**Work required**
Using the exact wording, repeat every line of the material.

++++ Working data ++++

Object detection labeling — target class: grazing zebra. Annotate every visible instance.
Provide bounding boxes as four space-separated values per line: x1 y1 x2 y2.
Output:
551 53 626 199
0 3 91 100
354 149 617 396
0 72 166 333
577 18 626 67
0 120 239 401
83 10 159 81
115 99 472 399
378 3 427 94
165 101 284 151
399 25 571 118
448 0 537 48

++++

**Exercise output**
Object detection labeling — target class: grazing zebra. Annotate every visible instance.
Provide bounding boxes as four space-separated values per line: x1 y1 x2 y2.
Output:
551 53 626 199
0 3 91 100
354 149 617 396
0 72 166 333
577 18 626 67
0 120 239 401
83 10 159 81
115 99 472 399
378 3 427 94
165 101 284 151
399 25 571 118
448 0 537 48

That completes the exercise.